▶ [WORK REQUIRED] Set down each record exactly as written.

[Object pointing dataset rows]
+===+
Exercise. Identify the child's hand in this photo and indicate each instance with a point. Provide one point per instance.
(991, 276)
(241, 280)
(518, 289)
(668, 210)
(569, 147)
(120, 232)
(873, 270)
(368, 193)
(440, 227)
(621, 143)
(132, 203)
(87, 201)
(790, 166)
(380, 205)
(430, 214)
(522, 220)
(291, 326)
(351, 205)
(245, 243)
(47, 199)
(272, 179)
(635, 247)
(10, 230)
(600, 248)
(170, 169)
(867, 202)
+===+
▶ [ANSWER BELOW]
Exercise. Identify the child's hand in this photo and indicate each instance with a point. Provide one point per instance.
(991, 276)
(241, 280)
(518, 289)
(668, 210)
(569, 147)
(120, 232)
(873, 270)
(368, 193)
(440, 227)
(621, 143)
(132, 203)
(87, 201)
(790, 166)
(380, 205)
(430, 214)
(522, 220)
(291, 326)
(351, 205)
(245, 243)
(47, 199)
(272, 179)
(635, 247)
(10, 230)
(600, 248)
(170, 169)
(867, 202)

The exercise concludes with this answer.